Referring expression data:
BEGIN

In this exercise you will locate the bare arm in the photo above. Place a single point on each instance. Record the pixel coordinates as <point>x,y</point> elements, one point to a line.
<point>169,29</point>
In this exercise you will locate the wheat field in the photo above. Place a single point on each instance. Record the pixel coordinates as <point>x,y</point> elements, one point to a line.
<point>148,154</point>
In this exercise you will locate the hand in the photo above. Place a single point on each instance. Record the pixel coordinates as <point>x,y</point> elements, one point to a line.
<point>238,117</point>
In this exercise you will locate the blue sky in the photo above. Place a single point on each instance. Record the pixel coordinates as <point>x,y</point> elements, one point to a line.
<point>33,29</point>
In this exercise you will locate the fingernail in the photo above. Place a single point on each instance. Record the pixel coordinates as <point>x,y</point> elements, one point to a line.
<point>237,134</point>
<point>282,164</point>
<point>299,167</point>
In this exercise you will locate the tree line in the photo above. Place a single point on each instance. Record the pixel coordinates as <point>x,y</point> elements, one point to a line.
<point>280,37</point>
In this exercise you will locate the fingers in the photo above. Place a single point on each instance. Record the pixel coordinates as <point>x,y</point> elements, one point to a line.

END

→ TASK PROMPT:
All the lines above need to be retyped exactly, with nothing left out.

→ EXERCISE ANSWER:
In this exercise you will locate the bare arm in the photo above. Place a single point on each instance. Record the pixel coordinates as <point>x,y</point> elements, one point to a line.
<point>169,29</point>
In this exercise you will locate the wheat field in the photo above. Place a single point on each instance. Record the pixel coordinates as <point>x,y</point> elements, one point to a line.
<point>148,154</point>
In this exercise you will locate the hand in the photo above. Place a single point on each instance. Record the pixel coordinates as <point>x,y</point> elements, one point to a line.
<point>238,117</point>
In this exercise you will locate the blue sky in the photo above. Place a single point on each instance. Record the pixel coordinates as <point>x,y</point> elements, one point to a line.
<point>33,29</point>
In this exercise you will locate the fingernail in the photo above. Place a single point on each instance. Record the pixel coordinates as <point>x,y</point> elements, one point to a line.
<point>237,134</point>
<point>282,164</point>
<point>299,167</point>
In this exercise you will locate the tree line in the photo above. Place a single point on each instance. Record the pixel coordinates as <point>x,y</point> elements, one point to a line.
<point>280,37</point>
In this exercise you will locate the fingers in the photo above. Place a single point on each instance. Record the pixel coordinates as <point>x,y</point> elements, one point to a line.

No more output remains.